■ **INSTRUCTIONS**:
A. From the passage on Kinmont Willie Armstrong, reproduce word for word the part that begins at the words "He lived at" and stops after "from Carlisle Castle.".
B. In the passage on Kinmont Willie Armstrong, in what year was the monument marking the site of the Tower of Sark unveiled?
C. Go on with the passage on Kinmont Willie Armstrong, picking up right after its final sentence.
— start TEXT SHOWN —
= Kinmont Willie Armstrong =

Scottish border reiver and outlaw

William Armstrong of Kinmont or Kinmont Willie was a Scottish border reiver and outlaw active in the Anglo-Scottish Border country in the last decades of the 16th century.

He lived at the Tower of Sark, close to the border between Scotland and England, north of the centre of the border line. The tower was built for his father Alexander "Lang Sandie" Armstrong, son of Christopher "of Langholm" Armstrong, son of Alexander "Sandie" Armstrong 6th laird of Mangerton(1445), and although now demolished the site is marked by a monument unveiled in 1996. William had at least six sons based on historical and genealogical sources:
John (Jock) Armstrong,
Archibald Armstrong,
Robert Armstrong,
George (Geordy) Armstrong, Father of Adam Armstrong (1612)
Francis Armstrong,
Ecky (Ekke) Armstrong,
Some of these sons, including Jock, Archibald, and others, were directly involved in his legendary rescue from Carlisle Castle.

==The raid on Carlisle==

Perhaps the best known of the Border reivers (outlaw raiders or rustlers), William Armstrong of Kinmont's first recorded raid was against the Milburns of Tynedale in August 1583, when Armstrong was probably in his forties. In that raid he led 300 reivers into North Tynedale where they stole cattle, horses and sheep, burnt 60 houses and killed 10 men In 1585 he accompanied the Earl of Angus's campaign against the Earl of Arran and pillaged Stirling. In October 1587 he led 400 Scottish attackers in a raid that led to the partial destruction of Haydon Bridge Eight years later he was in Tynedale again with 1,000 men, carrying off over 2,000 beasts and £300 in spoils.
— end TEXT SHOWN —
— start RECORDED DATA —
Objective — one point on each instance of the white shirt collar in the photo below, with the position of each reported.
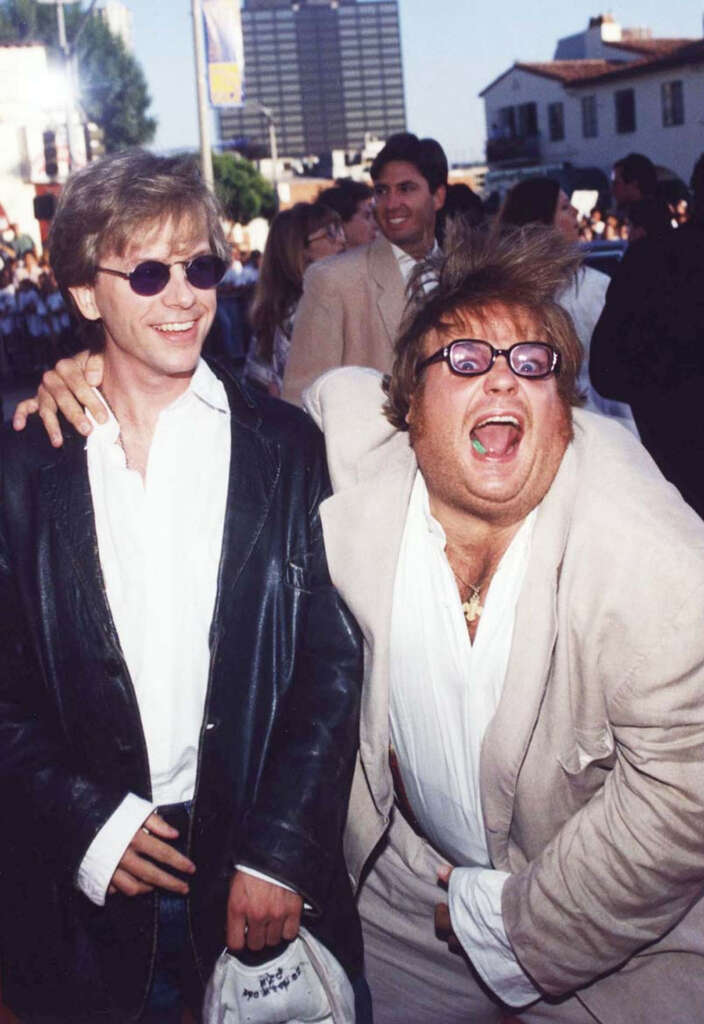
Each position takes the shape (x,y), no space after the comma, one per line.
(203,385)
— end RECORDED DATA —
■ **RESPONSES FOR EACH TASK**:
A.
He lived at the Tower of Sark, close to the border between Scotland and England, north of the centre of the border line. The tower was built for his father Alexander "Lang Sandie" Armstrong, son of Christopher "of Langholm" Armstrong, son of Alexander "Sandie" Armstrong 6th laird of Mangerton(1445), and although now demolished the site is marked by a monument unveiled in 1996. William had at least six sons based on historical and genealogical sources:
John (Jock) Armstrong,
Archibald Armstrong,
Robert Armstrong,
George (Geordy) Armstrong, Father of Adam Armstrong (1612)
Francis Armstrong,
Ecky (Ekke) Armstrong,
Some of these sons, including Jock, Archibald, and others, were directly involved in his legendary rescue from Carlisle Castle.

B. 1996

C.
Armstrong was captured in violation of a border truce day in 1596. At a Truce Day all who attended to witness the criminal trials were granted "safe conduct" for the Day and until the following sunrise. Kinmont was arrested by the deputies of the English warden Lord Scrope and imprisoned in Carlisle Castle. The Scottish warden of the West March Walter Scott of Buccleuch, Keeper of Liddesdale, protested to Lord Scrope. When Scrope refused to release Armstrong, Buccleuch led a party of men on a daring raid into England and broke Armstrong out of the castle with inside help from the English Grahams and Carletons. Elizabeth I of England was furious that one of her Border fortresses had been broken into at a time when peace existed between England and Scotland. Her relationship with James VI of Scotland was tested. Elizabeth demanded that Buccleuch and Walter Kerr of Cessford should be sent to England.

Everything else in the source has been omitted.